▶ **Instructions for the task**
Report each line of the data below that contains the string "mast", reproducing every such line in full.
====== Data provided
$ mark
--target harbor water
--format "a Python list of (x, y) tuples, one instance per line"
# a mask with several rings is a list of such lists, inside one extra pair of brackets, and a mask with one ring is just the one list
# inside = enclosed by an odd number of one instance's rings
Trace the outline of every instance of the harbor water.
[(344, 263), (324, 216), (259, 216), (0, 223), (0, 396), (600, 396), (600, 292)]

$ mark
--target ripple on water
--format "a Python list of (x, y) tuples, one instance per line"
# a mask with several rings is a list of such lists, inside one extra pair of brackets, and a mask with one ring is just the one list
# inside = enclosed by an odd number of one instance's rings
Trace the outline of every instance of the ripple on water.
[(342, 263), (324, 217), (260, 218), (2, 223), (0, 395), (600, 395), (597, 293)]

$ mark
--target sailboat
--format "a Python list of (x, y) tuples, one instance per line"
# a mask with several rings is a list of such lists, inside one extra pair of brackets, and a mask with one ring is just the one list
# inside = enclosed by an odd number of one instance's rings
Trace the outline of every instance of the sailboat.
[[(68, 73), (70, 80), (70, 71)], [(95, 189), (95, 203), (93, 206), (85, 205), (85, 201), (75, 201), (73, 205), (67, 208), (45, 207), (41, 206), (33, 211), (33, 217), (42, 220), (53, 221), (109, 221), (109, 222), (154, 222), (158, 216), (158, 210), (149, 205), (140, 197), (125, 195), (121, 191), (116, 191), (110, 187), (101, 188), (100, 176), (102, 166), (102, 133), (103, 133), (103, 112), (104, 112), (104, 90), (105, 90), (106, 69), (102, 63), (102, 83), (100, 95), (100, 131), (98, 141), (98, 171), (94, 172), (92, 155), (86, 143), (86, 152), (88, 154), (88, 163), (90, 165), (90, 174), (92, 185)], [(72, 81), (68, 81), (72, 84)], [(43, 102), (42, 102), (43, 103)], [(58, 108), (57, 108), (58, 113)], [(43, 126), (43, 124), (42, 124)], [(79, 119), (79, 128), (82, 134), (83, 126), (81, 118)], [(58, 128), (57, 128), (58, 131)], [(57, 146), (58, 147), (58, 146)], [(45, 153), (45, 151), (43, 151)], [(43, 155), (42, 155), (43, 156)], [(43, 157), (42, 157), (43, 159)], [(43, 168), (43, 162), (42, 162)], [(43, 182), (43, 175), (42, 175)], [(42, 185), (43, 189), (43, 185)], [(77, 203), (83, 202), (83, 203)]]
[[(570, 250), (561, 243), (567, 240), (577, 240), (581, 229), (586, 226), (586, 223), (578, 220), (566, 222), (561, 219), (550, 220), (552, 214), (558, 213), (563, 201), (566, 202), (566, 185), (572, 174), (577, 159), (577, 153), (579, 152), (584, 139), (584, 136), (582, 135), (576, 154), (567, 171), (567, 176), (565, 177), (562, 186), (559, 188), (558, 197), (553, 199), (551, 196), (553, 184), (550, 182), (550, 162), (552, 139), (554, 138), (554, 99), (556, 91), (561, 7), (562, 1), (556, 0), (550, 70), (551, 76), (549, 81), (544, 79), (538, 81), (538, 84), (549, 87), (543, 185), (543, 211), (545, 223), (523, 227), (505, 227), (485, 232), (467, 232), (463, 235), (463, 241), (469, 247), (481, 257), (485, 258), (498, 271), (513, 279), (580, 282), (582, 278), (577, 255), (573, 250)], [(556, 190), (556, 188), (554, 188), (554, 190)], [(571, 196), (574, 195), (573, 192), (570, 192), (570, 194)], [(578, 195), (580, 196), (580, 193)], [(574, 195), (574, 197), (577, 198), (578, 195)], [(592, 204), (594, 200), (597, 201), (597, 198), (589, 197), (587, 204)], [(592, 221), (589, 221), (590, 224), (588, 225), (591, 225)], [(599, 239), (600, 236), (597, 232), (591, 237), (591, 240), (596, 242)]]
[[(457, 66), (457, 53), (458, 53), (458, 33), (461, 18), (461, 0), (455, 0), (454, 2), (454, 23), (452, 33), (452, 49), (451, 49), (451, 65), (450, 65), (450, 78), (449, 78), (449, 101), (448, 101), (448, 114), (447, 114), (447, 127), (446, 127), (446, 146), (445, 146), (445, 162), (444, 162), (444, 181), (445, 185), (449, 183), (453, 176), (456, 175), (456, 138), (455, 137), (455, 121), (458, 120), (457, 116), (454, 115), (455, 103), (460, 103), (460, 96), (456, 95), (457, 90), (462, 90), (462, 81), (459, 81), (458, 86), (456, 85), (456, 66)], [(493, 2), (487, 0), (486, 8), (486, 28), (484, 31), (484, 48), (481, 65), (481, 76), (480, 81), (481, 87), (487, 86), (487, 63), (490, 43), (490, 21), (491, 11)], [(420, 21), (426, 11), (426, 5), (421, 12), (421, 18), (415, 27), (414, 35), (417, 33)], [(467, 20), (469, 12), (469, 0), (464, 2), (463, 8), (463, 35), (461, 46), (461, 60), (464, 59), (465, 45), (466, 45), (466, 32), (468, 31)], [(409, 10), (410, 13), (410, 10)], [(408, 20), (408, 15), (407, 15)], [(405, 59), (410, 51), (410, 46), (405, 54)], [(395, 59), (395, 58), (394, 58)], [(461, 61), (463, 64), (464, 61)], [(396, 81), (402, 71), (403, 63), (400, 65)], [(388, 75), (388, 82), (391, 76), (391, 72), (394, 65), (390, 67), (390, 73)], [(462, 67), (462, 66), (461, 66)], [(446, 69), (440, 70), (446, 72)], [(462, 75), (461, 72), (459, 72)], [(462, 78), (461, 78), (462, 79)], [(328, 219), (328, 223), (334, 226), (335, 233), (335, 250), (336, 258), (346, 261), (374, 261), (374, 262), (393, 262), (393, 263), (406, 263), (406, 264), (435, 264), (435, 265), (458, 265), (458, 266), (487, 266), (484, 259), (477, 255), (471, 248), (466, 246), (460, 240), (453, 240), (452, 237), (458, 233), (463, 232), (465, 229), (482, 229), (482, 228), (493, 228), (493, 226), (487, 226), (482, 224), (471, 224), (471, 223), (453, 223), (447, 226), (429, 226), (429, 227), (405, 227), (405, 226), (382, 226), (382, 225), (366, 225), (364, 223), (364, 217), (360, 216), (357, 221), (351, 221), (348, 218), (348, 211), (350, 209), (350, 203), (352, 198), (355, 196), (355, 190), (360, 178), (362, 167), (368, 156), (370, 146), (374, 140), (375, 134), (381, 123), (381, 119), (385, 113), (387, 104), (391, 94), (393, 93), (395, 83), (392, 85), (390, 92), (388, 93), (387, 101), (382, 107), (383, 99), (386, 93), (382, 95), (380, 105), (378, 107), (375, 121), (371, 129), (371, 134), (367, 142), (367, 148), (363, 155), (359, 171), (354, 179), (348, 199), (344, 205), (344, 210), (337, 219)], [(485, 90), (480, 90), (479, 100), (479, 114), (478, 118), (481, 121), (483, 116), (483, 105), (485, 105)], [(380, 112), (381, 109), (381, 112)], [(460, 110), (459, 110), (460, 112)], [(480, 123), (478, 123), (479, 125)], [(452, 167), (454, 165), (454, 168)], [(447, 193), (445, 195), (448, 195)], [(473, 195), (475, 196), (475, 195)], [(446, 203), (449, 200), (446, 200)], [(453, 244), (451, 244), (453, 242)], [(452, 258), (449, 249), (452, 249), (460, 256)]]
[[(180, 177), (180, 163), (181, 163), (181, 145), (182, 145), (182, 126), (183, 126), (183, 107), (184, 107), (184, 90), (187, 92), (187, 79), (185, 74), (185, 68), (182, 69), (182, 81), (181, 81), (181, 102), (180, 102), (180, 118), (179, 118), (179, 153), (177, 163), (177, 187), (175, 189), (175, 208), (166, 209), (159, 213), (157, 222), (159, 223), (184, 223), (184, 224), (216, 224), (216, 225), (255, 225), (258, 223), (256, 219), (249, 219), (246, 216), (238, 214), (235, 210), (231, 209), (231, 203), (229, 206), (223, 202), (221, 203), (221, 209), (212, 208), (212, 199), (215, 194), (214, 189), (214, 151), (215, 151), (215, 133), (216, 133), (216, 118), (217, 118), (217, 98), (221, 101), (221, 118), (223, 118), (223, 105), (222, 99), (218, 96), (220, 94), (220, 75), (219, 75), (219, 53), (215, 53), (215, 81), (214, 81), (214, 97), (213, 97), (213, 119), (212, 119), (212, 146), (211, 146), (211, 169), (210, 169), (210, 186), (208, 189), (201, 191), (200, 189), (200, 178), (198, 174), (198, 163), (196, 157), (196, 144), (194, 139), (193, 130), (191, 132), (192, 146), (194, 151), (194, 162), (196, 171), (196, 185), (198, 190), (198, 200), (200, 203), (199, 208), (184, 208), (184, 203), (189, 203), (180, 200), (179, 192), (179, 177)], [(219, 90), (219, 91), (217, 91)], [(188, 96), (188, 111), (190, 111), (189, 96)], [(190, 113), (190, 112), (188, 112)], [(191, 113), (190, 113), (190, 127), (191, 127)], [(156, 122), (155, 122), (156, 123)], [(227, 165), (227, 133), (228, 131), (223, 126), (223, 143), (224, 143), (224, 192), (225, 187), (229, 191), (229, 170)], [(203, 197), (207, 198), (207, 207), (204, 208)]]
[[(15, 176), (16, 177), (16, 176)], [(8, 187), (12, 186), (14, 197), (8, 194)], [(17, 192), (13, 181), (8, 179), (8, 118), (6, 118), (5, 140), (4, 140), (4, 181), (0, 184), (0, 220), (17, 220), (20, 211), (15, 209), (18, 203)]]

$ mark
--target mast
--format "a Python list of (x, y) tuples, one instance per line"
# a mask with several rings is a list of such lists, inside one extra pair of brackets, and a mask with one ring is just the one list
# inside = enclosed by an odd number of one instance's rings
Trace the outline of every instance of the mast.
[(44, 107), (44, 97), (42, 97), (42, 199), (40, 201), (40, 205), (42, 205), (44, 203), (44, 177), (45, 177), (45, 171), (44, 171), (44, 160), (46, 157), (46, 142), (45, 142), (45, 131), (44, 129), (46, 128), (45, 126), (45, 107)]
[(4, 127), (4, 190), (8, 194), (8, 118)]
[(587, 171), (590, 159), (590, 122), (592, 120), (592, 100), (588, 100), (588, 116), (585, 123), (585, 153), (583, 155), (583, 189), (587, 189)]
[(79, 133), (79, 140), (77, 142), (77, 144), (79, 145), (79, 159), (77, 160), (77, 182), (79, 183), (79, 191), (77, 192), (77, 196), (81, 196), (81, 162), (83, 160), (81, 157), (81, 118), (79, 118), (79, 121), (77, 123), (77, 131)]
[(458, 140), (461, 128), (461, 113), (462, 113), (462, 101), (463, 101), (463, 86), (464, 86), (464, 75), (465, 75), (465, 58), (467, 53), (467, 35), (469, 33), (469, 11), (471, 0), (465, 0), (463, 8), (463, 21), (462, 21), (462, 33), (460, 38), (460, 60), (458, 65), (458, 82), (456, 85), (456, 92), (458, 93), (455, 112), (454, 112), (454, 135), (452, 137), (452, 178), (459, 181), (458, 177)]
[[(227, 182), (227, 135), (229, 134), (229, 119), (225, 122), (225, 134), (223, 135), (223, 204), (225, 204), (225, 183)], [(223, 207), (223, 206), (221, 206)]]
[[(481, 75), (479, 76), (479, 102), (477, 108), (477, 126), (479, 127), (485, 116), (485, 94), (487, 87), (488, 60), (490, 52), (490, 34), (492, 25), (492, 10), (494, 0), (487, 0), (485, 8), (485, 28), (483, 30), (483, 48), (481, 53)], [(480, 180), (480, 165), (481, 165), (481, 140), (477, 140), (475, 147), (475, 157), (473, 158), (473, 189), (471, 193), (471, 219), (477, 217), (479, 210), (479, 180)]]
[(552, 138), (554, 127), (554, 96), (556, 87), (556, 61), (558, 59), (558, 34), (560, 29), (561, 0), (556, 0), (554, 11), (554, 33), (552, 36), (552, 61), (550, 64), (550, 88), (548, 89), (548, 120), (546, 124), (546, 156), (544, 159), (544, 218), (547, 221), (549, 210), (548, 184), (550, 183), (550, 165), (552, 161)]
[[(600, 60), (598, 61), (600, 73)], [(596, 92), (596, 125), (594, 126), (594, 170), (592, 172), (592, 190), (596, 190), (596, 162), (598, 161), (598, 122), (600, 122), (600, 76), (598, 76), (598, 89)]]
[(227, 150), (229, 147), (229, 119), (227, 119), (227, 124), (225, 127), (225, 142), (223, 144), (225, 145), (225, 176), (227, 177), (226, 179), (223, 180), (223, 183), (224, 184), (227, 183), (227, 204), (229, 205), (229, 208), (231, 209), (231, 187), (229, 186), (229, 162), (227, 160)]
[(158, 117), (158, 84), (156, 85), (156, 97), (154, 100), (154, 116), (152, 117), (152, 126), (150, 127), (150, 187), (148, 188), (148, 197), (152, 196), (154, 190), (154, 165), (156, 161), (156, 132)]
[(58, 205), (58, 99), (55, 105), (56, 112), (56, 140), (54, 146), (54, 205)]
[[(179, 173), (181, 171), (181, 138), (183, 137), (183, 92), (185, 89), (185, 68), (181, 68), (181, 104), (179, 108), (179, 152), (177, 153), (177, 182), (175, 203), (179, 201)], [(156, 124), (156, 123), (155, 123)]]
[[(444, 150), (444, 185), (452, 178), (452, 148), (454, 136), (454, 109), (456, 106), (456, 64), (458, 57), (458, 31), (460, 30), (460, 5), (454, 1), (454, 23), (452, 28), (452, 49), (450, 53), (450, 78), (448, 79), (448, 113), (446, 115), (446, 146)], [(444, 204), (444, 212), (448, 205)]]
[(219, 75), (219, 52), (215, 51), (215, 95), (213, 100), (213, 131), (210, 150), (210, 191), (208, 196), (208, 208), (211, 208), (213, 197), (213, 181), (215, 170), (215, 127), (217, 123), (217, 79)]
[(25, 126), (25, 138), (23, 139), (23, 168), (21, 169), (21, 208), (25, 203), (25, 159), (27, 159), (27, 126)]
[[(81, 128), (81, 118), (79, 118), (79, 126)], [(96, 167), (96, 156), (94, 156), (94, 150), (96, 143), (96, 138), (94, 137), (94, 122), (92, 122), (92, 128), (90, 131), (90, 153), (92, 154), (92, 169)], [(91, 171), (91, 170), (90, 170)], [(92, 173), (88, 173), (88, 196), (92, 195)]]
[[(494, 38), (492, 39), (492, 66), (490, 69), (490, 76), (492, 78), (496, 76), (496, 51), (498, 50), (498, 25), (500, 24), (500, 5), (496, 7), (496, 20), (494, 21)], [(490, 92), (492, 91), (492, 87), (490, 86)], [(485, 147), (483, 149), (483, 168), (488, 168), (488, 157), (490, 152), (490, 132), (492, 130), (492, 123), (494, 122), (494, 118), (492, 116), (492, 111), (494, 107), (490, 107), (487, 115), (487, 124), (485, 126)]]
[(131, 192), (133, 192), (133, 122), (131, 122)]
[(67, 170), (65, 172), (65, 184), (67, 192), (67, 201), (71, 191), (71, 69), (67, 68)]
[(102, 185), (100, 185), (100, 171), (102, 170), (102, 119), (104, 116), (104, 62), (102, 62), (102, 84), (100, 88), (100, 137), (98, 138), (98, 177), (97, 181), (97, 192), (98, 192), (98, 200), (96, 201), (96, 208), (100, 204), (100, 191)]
============
▶ **Response to the exercise**
--target mast
Trace the outline of every instance of the mast.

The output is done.